◆ **WRITTEN REQUEST**:
Repeat the passage on shuffled spacetime word for word, starting at "Second, and more" and ending at "the shuffled spacetime.".

◆ **DOCUMENT TEXT**:
• • • • • • •

Second, and more important, the laws of physics would no longer hold. At
least, the real laws of physics would no longer hold. There would exist a
different set of laws that took the shuffling into account, explicitly or implicitly,
and correctly described the shuffled spacetime.
So to us, the difference between the shuffled spacetime and the real one
would be gross. But what about the inhabitants? Could they tell the
difference? We are getting dangerously close to nonsense here — the
familiar nonsense of the common-sense theory of time. But bear with me
and we shall skirt around the nonsense. 
Of course the inhabitants could not
tell the difference. If they could, they would. They would, for instance,
comment on the existence of discontinuities in their world, and publish
scientific papers about them — that is, if they could survive in the shuffled
spacetime at all. But from our magical vantage-point we can see that they do
survive, and so do their scientific papers. We can read those papers, and
see that they still contain only observations of the original spacetime. All
records within the spacetime of physical events, including those in the
memories and perceptions of conscious observers, are identical to those in
the original spacetime. We have only shuffled the snapshots, not changed


them internally, so the inhabitants still perceive them in the original order.
Thus in terms of real physics — physics as perceived by the spacetime’s
inhabitants — all this slicing up and re-gluing of spacetime is meaningless.
Not only the shuffled spacetime, but even the collection of unglued-together
snapshots, is physically identical to the original spacetime. We picture all the
snapshots glued together in the right order because this represents the
relationships between them that are determined by the laws of physics. A
picture of them glued together in a different order would represent the same
physical events — the same history — but would somewhat misrepresent
the relationships between those events. So the snapshots have an 
intrinsic
order, defined by their contents and by the real laws of physics. Any one of
the snapshots, together with the laws of physics, not only determines what
all the others are, it determines their order, and it determines its own place in
the sequence. In other words, each snapshot has a ‘time stamp’ encoded in
its physical contents.

• • • • • • •

◆ **RECORDED DATA**:
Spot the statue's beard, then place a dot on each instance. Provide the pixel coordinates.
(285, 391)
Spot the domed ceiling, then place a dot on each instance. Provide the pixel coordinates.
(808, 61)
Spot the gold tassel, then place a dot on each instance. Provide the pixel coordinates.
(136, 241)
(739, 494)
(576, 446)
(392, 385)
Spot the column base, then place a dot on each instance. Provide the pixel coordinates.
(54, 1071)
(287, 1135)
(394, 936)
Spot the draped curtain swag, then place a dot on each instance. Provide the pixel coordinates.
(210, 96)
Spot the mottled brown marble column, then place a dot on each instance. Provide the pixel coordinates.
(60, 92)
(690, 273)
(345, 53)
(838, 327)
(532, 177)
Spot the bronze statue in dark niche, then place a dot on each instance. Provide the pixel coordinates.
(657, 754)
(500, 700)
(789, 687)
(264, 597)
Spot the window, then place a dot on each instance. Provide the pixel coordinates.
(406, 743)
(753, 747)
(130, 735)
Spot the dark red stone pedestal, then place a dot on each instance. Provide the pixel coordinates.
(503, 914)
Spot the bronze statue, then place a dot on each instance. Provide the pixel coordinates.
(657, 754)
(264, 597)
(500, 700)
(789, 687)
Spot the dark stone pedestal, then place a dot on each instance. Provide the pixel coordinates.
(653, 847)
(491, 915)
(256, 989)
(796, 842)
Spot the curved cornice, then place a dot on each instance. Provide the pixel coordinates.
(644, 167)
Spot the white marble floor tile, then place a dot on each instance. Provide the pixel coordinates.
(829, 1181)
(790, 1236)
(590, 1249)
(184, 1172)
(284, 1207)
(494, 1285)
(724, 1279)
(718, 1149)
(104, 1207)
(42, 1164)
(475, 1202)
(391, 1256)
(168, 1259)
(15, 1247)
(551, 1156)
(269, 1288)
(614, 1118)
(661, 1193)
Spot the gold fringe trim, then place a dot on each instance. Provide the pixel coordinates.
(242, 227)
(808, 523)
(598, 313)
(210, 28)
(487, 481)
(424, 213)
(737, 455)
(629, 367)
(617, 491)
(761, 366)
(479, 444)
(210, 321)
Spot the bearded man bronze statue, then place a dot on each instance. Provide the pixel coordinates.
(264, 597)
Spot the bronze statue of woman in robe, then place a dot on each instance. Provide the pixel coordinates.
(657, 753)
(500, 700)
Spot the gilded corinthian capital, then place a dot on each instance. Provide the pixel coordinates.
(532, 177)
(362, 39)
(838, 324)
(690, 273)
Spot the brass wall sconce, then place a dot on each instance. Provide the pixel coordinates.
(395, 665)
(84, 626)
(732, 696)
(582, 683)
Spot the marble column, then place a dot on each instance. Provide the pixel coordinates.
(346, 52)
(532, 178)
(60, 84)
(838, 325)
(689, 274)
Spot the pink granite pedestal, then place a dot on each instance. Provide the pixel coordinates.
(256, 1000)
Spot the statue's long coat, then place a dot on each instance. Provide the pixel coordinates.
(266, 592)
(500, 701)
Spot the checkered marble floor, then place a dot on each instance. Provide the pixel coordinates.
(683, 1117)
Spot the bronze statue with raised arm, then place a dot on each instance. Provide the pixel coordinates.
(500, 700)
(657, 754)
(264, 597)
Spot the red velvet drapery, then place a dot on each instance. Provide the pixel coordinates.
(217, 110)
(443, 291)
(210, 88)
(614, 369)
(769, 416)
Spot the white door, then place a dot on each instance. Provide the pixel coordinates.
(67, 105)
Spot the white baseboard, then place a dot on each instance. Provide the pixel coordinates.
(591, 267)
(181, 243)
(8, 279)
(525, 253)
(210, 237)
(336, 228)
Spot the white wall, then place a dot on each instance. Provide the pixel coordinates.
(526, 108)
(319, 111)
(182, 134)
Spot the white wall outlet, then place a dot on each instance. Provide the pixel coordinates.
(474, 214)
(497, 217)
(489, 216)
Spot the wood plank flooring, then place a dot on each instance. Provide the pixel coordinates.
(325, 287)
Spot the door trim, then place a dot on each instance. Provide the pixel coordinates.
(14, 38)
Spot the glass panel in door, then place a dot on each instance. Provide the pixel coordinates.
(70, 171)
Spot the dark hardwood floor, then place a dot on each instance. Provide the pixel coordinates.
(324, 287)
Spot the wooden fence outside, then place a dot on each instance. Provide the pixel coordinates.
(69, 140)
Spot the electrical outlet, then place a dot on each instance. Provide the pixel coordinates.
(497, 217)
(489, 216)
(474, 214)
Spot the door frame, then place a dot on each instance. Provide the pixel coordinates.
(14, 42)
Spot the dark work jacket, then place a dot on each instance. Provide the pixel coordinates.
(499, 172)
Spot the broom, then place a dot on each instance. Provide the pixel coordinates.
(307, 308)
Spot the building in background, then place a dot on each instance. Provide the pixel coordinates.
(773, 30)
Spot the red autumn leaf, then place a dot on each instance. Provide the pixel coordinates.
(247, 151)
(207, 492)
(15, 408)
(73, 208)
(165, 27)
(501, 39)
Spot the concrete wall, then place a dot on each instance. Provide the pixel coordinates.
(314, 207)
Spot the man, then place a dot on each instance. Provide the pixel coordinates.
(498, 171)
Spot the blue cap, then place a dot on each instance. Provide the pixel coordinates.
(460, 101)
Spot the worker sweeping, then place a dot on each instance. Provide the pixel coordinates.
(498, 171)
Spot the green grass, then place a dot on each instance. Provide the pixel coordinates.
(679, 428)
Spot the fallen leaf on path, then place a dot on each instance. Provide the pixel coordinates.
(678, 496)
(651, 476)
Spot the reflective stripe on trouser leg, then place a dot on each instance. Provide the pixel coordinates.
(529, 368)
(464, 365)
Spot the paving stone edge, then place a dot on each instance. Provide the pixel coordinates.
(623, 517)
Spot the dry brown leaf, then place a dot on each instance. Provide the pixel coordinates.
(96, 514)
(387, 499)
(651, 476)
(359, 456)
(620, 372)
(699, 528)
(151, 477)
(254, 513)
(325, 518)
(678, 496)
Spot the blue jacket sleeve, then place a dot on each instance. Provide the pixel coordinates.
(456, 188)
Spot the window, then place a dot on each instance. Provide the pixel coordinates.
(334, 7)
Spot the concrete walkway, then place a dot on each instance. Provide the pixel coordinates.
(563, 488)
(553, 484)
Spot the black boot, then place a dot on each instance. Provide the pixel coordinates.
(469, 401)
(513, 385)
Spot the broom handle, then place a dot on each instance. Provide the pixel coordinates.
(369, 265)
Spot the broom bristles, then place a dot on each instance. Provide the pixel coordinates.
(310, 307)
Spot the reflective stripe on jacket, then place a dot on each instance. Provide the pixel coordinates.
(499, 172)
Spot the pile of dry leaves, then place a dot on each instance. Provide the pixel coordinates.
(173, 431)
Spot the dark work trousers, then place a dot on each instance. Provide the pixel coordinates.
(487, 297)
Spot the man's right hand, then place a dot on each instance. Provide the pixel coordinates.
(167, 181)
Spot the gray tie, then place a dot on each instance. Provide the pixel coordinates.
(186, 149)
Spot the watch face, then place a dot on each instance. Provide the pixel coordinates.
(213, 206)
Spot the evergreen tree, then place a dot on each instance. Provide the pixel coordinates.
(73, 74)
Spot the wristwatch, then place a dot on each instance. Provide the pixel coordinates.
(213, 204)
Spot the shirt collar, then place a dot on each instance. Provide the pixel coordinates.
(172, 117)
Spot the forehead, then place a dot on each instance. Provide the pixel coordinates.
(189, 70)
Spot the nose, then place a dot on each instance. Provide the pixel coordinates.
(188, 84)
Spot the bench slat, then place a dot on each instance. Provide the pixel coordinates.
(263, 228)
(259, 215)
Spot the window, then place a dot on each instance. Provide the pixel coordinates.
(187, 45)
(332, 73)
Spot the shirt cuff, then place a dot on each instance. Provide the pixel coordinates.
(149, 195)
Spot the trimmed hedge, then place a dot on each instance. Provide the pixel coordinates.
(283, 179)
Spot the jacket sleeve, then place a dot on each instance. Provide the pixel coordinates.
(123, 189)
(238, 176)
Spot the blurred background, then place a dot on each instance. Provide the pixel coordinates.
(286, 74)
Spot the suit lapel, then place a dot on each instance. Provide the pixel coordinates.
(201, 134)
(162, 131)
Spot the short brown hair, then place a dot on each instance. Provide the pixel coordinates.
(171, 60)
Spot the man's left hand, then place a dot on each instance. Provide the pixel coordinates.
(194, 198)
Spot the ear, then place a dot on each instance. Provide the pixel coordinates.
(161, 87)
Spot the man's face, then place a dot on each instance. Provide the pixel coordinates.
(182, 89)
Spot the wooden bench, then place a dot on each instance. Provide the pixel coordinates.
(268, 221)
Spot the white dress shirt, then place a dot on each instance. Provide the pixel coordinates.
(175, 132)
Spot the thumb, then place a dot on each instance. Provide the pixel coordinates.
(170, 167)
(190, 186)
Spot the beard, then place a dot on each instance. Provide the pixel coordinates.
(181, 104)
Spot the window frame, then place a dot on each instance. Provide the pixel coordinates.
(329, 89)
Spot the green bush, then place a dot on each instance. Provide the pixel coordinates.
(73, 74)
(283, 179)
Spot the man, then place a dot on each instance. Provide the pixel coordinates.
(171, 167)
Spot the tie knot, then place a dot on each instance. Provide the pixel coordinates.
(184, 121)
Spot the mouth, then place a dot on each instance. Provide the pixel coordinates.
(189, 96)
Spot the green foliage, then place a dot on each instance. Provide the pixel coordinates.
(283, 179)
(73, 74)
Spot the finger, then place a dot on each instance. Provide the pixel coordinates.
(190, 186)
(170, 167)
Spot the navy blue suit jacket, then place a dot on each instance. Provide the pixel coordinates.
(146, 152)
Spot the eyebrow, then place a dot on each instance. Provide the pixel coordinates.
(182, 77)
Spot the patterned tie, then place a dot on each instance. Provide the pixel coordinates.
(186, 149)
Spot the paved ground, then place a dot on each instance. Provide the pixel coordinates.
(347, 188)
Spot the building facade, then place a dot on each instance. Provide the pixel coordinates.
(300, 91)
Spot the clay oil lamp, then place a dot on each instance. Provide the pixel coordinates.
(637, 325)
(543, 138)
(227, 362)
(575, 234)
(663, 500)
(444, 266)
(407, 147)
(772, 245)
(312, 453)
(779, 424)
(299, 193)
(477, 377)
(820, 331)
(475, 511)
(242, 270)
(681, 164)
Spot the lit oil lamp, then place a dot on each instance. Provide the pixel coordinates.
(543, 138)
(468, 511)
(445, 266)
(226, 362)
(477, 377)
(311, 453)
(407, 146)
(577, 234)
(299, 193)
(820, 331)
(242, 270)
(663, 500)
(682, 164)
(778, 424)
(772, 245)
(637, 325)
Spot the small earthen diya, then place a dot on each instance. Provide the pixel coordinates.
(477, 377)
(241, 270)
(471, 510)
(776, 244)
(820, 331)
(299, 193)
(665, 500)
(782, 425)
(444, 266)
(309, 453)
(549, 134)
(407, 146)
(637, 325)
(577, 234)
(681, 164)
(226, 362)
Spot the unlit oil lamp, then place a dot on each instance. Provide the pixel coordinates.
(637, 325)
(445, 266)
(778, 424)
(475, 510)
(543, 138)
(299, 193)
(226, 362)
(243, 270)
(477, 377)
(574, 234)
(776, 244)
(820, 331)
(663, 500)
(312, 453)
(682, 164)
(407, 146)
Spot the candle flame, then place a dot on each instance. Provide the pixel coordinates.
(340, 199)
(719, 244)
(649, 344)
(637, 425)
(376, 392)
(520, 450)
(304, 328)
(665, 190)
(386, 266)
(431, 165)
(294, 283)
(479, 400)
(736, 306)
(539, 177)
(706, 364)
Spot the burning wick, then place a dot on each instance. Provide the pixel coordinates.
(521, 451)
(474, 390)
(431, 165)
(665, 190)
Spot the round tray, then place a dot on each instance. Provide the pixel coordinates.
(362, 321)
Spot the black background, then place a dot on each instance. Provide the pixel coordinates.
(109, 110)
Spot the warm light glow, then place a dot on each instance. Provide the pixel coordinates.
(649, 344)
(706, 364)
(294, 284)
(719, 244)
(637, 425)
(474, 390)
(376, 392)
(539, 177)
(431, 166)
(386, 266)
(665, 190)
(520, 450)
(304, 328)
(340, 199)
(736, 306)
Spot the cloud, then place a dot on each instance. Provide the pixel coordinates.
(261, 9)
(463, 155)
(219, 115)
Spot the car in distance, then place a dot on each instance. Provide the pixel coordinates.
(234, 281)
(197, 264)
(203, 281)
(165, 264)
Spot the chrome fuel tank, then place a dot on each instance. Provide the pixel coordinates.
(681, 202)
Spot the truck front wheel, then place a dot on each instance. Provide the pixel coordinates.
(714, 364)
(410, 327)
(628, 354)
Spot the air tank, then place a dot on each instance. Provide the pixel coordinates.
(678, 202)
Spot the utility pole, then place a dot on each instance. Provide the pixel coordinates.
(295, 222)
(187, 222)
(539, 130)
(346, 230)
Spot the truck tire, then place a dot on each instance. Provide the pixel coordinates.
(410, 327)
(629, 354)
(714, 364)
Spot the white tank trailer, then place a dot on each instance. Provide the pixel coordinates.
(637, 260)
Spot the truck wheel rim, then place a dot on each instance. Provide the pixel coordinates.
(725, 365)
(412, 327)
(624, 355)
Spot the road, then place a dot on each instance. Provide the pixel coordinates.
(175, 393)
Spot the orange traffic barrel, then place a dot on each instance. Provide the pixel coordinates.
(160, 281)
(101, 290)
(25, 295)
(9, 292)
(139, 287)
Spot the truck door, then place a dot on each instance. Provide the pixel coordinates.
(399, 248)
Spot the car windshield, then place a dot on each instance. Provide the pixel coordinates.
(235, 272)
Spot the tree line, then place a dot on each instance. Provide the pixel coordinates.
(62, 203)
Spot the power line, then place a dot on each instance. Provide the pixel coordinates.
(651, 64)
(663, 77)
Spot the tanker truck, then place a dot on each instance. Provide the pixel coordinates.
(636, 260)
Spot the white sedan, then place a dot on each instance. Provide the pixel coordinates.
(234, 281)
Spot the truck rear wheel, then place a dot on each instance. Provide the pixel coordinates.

• • • • • • •

◆ **RESULT OF THIS EXERCISE**:
Second, and more important, the laws of physics would no longer hold. At
least, the real laws of physics would no longer hold. There would exist a
different set of laws that took the shuffling into account, explicitly or implicitly,
and correctly described the shuffled spacetime.